● To do: The entries below should appear again in your reply, word for word.

##### Source data #####

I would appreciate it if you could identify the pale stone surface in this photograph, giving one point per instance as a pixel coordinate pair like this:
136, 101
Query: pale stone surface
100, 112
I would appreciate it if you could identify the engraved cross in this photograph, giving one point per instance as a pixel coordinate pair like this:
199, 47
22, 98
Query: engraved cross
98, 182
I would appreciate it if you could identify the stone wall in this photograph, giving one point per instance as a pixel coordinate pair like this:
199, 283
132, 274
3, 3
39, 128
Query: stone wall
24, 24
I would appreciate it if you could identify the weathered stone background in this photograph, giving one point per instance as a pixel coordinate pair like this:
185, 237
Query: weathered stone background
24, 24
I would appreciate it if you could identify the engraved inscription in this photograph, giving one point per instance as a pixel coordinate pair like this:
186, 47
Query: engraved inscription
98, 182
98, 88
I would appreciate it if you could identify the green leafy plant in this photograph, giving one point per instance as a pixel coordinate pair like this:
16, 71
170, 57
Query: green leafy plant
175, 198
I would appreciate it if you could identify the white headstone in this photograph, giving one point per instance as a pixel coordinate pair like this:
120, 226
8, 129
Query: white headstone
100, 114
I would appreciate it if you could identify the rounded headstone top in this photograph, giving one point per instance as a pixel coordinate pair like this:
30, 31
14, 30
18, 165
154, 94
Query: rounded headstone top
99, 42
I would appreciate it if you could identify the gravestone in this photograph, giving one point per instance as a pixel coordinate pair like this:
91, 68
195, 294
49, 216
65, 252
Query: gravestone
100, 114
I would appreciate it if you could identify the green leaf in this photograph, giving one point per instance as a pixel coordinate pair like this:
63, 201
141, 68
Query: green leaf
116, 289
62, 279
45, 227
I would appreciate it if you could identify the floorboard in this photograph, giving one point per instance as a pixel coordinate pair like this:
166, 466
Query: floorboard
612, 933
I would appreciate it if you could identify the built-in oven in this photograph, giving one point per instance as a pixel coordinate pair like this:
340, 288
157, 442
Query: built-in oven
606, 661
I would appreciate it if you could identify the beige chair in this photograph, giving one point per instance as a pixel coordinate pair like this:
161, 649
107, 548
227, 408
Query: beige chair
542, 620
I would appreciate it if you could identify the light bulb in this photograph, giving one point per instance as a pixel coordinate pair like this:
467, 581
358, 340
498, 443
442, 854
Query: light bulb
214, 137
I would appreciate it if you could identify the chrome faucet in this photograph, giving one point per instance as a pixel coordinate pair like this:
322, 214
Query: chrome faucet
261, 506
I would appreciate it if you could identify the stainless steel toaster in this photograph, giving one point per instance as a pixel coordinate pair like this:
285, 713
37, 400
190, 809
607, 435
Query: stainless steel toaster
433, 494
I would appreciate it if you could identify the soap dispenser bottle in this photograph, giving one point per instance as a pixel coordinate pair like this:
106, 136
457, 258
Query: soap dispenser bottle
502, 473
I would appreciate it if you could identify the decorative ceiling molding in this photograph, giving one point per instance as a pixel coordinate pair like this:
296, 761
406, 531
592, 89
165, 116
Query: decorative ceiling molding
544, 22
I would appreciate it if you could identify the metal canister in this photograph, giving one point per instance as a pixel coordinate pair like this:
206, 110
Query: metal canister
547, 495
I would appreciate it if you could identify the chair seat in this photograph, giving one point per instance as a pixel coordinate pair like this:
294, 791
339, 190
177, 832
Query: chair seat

#####

● Result for this task:
I would appreciate it if you could identify the pale stone surface in this photograph, giving one point per instance as a pixel coordinate pair like this:
136, 101
Query: pale stone surface
100, 112
I would appreciate it if you could identify the engraved cross in this photograph, giving one point per instance as a pixel coordinate pair like this:
199, 47
22, 98
Query: engraved cross
98, 182
I would appreciate it if you could identify the stone wall in this photograph, giving one point per instance as a pixel coordinate pair like this:
199, 283
132, 274
3, 3
39, 128
Query: stone wall
24, 24
I would appreciate it if you could identify the weathered stone background in this photograph, giving one point per instance as a pixel coordinate pair like this:
185, 237
Query: weathered stone background
24, 24
I would appreciate it if you could identify the engraved inscription in this photograph, giving one point per instance as a pixel coordinate pair like this:
186, 47
Query: engraved inscription
98, 182
98, 88
I would appreciate it if you could identify the green leafy plant in this photograph, giving one point per instance as a pixel coordinate pair like this:
16, 71
170, 57
Query: green leafy plant
175, 198
I would appreciate it if you could identify the white headstone in this photograph, giving one point per instance as a pixel coordinate pair like this:
120, 226
8, 129
Query: white headstone
100, 114
I would appreciate it if you could identify the rounded headstone top in this photograph, giving one point per instance as a pixel coordinate pair like this:
30, 31
14, 30
18, 165
154, 94
Query: rounded headstone top
99, 42
I would appreciate it if you could identify the gravestone in this photograph, giving one point per instance as a pixel coordinate pair like this:
91, 68
195, 294
49, 216
65, 252
Query: gravestone
100, 114
I would appreciate it if you could identify the green leaf in this photograph, giving one point per instance as a pixel coordinate pair like this:
63, 201
141, 68
Query: green leaf
116, 289
62, 279
45, 227
I would appreciate it if you could identify the floorboard in this photograph, giving one point per instance as a pixel coordinate pair like this:
166, 466
Query: floorboard
612, 933
I would appreciate it if you could identify the built-in oven in this photograph, giving one point per instance as a pixel coordinate pair like this:
340, 288
157, 442
Query: built-in oven
606, 661
I would appreciate it if you could identify the beige chair in this photograph, giving one point per instance as a pixel coordinate pair like this:
161, 649
107, 548
227, 408
Query: beige chair
542, 620
I would appreciate it if you could identify the light bulb in this photograph, giving one point per instance as a pixel coordinate pair like this:
467, 581
358, 340
498, 443
442, 854
Query: light bulb
214, 137
I would appreciate it if you could identify the chrome faucet in this photograph, giving one point per instance as a pixel coordinate pair like this:
322, 214
Query: chrome faucet
261, 506
I would appreciate it if you could identify the stainless steel toaster in this photograph, giving one point per instance as a pixel coordinate pair like this:
285, 713
37, 400
190, 809
607, 435
Query: stainless steel toaster
433, 494
I would appreciate it if you could identify the soap dispenser bottle in this photograph, giving one point per instance as a pixel coordinate pair like this:
106, 136
457, 258
Query: soap dispenser bottle
502, 473
I would appreciate it if you could identify the decorative ceiling molding in this photograph, giving one point per instance as a pixel coordinate pair like this:
296, 761
406, 531
592, 89
165, 116
Query: decorative ceiling molding
544, 22
I would appreciate it if you could identify the metal canister in this photograph, giving one point per instance as a pixel coordinate pair like this:
206, 110
Query: metal canister
547, 495
I would appreciate it if you could identify the chair seat in this photograph, giving one point per instance as a pixel coordinate pair like this:
294, 791
339, 190
177, 832
Query: chair seat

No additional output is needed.